◆ **DO THIS**:
The records below need retyping in full; give them again exactly.

◆ **Records from a data source**:
***

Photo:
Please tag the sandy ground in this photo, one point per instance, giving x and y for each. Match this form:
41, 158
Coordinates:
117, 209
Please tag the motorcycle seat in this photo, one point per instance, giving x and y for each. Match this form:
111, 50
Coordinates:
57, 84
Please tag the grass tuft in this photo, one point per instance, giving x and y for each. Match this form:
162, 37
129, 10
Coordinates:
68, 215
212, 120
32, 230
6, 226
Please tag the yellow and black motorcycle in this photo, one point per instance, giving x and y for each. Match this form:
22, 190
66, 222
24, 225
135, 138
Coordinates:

***

◆ **RESPONSE FOR THIS EXERCISE**:
Photo:
Please tag the sandy ground in this photo, one point per instance, giving x and y for each. Match this form:
41, 158
Coordinates:
117, 209
Please tag the motorcycle seat in this photo, one point per instance, giving x and y for each. Match this form:
111, 50
Coordinates:
57, 84
Please tag the grass tuft in this photo, one point per instance, giving x and y for each. Match this form:
162, 37
129, 10
Coordinates:
68, 215
212, 120
32, 230
6, 226
Please tag the yellow and black motorcycle in this photo, one point per instance, giving x and y for each. Match this form:
22, 190
66, 222
24, 225
135, 138
Coordinates:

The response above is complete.